Passage:
····················

Consol lovegrass has the following features:

  • a persistent, drought-tolerant, tufted perennial grass
  • warm season (C4) growth pattern
  • suited to well drained, sandy and loamy soils
  • highly tolerant of soil acidity
  • has moderate to low feed quality and palatability, which, combined with its reputation for 'weediness' has resulted in low adoption.

African lovegrass (Eragrostis curvula) or weeping lovegrass is a highly variable species native to southern Africa. It has been widely sown for rangeland regeneration and soil conservation in southern parts of the United States, South Africa and Argentina. The species has become naturalised in Australia but is often regarded as a serious weed because of its low feed value and unpalatability to stock.

Consol can be readily distinguished from the naturalised lovegrass in Western Australia (WA), as they belong to different agronomic ‘types’ within the E. curvula complex.

····················

Source data:
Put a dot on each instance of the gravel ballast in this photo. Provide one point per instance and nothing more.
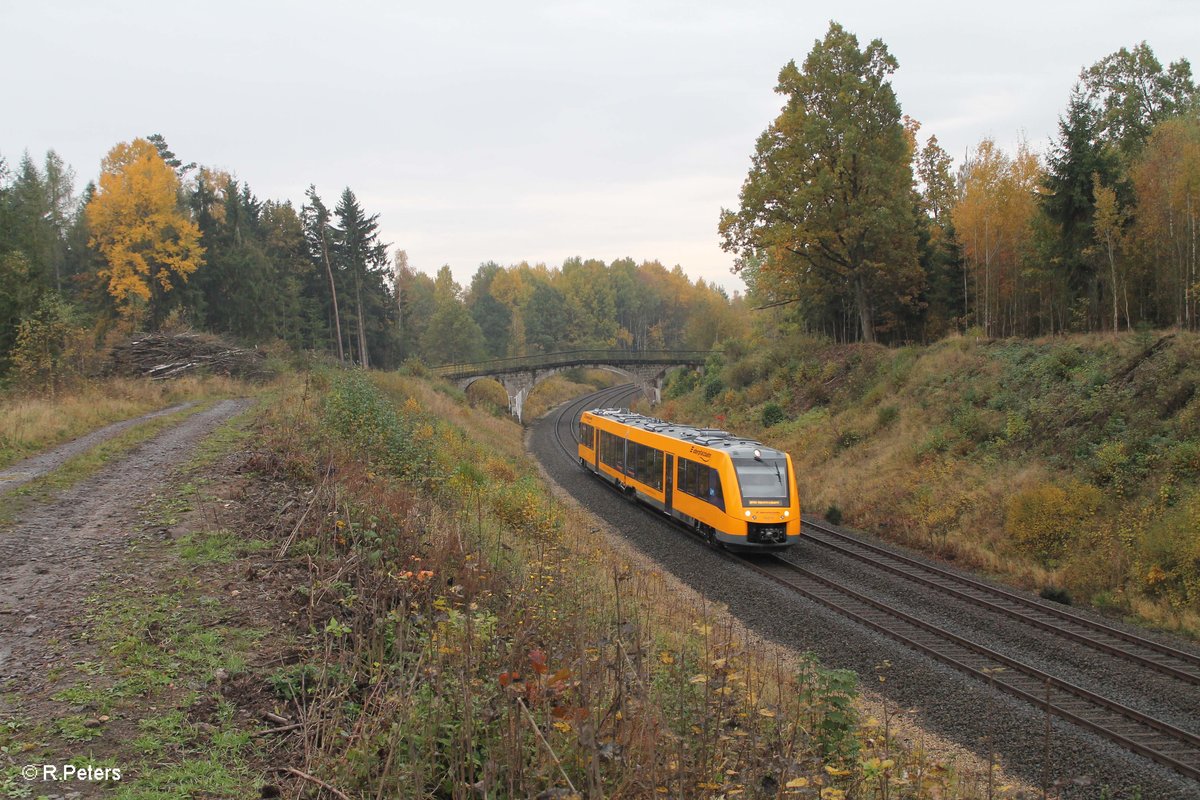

····················

To do:
A: Transcribe part of the lovegrass passage, beginning at the words "African lovegrass (Eragrostis" and stopping after "unpalatability to stock.".
B: Using the lovegrass passage, answer yes or no to each statement and quote the deciding words: (i) African lovegrass is native to southern Africa. (ii) Consol lovegrass grows mainly in the cool season. (iii) Consol lovegrass has been widely adopted.
C: Write the next part of the lovegrass passage, picking up after its final sentence.

The answers:
A:
African lovegrass (Eragrostis curvula) or weeping lovegrass is a highly variable species native to southern Africa. It has been widely sown for rangeland regeneration and soil conservation in southern parts of the United States, South Africa and Argentina. The species has become naturalised in Australia but is often regarded as a serious weed because of its low feed value and unpalatability to stock.

B:
(i) Yes: "native to southern Africa"
(ii) No: "warm season (C4) growth pattern"
(iii) No: "has resulted in low adoption"

C:
Wild African lovegrass (E. curvula type robusta blue) is naturalised on roadsides throughout south-western Australia, but has low palatability and is an aggressive coloniser of disturbed areas. The ‘wild’ type has prominent ridges on the leaf sheaths and long, thin, in-rolled leaves with greyish-green foliage.

Consol lovegrass (E. curvula type conferta) was selected by the NSW Soil Conservation Service for superior palatability, is less competitive than the naturalised type and is well grazed by sheep. Consol is recommended for controlling spiny burr grass in central New South Wales, where it is grown with serradella on acid, sandy soils.

Consol has not been widely evaluated in WA, however the widespread distribution of the naturalised type indicates that it could be grown over much of south-western Australia. Grazing trials in WA suggest it has lower palatability than panic grass and Rhodes grass.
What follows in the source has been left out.